▸ **What the task requires**:
Some lines below hold "yellow". Pick them out and copy them.

(Stored data)
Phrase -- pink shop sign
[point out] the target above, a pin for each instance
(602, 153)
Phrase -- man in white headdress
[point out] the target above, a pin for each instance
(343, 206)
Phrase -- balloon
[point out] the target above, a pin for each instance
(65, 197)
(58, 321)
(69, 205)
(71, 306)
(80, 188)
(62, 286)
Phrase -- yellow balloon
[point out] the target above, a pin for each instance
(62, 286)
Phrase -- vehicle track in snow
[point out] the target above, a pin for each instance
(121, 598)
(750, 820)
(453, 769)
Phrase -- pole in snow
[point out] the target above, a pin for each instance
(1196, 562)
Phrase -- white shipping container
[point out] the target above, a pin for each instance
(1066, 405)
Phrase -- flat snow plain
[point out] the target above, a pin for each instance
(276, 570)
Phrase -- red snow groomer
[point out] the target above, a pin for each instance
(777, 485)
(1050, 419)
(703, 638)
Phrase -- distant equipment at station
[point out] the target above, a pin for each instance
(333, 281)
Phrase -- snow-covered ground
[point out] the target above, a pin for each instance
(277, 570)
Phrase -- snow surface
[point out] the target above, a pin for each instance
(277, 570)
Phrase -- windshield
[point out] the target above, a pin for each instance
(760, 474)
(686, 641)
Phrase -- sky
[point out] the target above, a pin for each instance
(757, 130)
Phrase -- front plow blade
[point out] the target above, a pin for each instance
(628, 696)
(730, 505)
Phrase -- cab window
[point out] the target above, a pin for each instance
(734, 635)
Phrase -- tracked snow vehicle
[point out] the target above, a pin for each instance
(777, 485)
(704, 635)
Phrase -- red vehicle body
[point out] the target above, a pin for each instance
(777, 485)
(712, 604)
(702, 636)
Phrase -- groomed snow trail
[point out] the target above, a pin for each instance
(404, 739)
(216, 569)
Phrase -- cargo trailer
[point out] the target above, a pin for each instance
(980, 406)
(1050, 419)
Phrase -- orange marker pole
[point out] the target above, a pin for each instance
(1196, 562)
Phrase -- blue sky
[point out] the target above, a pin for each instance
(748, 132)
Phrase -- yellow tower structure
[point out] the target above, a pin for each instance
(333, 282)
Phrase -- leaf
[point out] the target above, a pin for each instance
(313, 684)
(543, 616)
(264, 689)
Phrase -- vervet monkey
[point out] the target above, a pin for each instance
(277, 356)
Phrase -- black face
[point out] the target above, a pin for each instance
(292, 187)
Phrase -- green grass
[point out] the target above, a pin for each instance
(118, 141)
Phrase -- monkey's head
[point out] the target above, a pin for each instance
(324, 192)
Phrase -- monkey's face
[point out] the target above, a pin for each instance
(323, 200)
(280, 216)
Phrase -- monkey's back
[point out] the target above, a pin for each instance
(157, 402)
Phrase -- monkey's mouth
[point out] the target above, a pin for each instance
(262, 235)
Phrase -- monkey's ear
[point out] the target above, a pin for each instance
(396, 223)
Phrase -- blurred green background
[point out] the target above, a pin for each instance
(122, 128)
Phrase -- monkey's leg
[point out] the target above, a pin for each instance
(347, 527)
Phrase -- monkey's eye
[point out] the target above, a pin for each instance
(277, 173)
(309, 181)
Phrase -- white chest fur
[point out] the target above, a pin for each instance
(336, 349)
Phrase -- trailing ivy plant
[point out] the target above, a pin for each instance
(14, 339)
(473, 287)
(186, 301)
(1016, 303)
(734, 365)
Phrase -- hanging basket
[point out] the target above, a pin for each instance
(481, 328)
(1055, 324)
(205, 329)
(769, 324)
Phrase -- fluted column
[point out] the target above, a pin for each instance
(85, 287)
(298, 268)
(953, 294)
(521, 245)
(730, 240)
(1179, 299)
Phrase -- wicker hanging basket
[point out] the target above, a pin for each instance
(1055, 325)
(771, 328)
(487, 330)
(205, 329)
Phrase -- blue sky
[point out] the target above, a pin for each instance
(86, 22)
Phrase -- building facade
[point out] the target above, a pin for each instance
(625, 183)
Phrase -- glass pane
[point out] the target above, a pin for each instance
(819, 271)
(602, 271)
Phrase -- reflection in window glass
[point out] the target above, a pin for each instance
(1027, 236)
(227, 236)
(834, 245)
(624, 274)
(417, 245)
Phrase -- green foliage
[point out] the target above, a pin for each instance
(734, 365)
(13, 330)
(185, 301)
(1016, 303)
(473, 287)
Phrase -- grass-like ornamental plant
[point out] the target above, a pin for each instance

▸ **Solution to the exercise**:
Phrase -- yellow balloon
Phrase -- yellow tower structure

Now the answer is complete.